#### Исходный текст:

□ □ □ □

— В Сыне Девы сближается
«С нами Бог» — на это оставалось уповать всей Руси православной, встречая грозный 1825 год, когда страна и народ встали на грань, за которой могла разразиться подобная Великой французской — Великая русская буржуазная революция.
Грозным предвестием грядущих бурь явилось в ноябре 1824 года наводнение в Петербурге, ставшее рекордным за всю его историю. Как нечто апокалипсическое описал эту катастрофу Пушкин в «Медном всаднике». Нева «как зверь остервеняясь, на город кинулась», и «встал Петрополь, как Тритон, по пояс в воду погружен».
Узнав о петербургском бедствии, Филарет тотчас отправил три тысячи рублей князю Александру Борисовичу Куракину — председателю комитета по оказанию помощи пострадавшим, а затем обратился с призывом к московской пастве начать сбор средств. В итоге было собрано и отправлено в Северную столицу около 35 тысяч рублей.
Такие страшные явления всегда рассматривают как знаки свыше. Через год сей знак оправдается в виде иного наводнения — политического.
Государь император, осматривая последствия наводнения, глотая слезы, услышал, как кто-то сказал в толпе:
— За грехи наши!
— Нет, за мои! — тихо, с болью в голосе, произнес Александр.
СМУТА
1825–1826
В Москве 1825 год ознаменовался открытием Большого театра. Первый такой театр, простояв четверть века, сгорел в 1805 году Затем на Арбатской площади был отстроен новый, но он исчез в пожаре 1812 года. И вот Москва украсилась творением архитектора Осипа Бове, тем зданием, коему суждено было стать одним из главных символов Белокаменной.

□ □ □ □

#### Имеющиеся данные:
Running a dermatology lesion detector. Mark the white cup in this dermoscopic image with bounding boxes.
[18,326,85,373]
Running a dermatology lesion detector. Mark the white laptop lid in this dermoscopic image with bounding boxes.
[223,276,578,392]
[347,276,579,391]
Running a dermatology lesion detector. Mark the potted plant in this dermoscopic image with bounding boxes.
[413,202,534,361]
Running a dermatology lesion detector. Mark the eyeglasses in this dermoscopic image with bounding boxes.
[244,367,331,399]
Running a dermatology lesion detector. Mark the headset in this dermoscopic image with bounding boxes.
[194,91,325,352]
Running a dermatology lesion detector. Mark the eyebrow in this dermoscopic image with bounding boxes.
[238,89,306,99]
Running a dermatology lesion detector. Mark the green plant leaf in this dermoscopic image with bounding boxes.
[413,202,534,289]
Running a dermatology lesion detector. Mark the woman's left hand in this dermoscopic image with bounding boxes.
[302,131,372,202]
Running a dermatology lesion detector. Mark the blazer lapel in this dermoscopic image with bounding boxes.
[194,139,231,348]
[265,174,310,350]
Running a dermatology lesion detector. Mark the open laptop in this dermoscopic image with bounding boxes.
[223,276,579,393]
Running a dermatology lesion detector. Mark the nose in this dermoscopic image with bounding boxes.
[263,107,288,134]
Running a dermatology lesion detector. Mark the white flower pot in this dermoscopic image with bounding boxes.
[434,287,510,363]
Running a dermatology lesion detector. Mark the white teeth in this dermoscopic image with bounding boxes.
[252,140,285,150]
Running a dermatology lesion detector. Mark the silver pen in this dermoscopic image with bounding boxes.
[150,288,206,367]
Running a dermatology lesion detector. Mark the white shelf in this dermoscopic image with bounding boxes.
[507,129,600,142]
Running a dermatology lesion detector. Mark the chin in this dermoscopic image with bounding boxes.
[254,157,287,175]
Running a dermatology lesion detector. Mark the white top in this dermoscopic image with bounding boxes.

□ □ □ □

#### Суть задания:
[1] Перепишите без изменений фрагмент исходного текста от слов «Государь император, осматривая» до слов «голосе, произнес Александр.» включительно.
[2] Извлеките из записей все строки, где встречается слово «laptop», учитывая регистр букв.

#### Решения задач:
[1]
Государь император, осматривая последствия наводнения, глотая слезы, услышал, как кто-то сказал в толпе:
— За грехи наши!
— Нет, за мои! — тихо, с болью в голосе, произнес Александр.

[2]
Running a dermatology lesion detector. Mark the white laptop lid in this dermoscopic image with bounding boxes.
Running a dermatology lesion detector. Mark the open laptop in this dermoscopic image with bounding boxes.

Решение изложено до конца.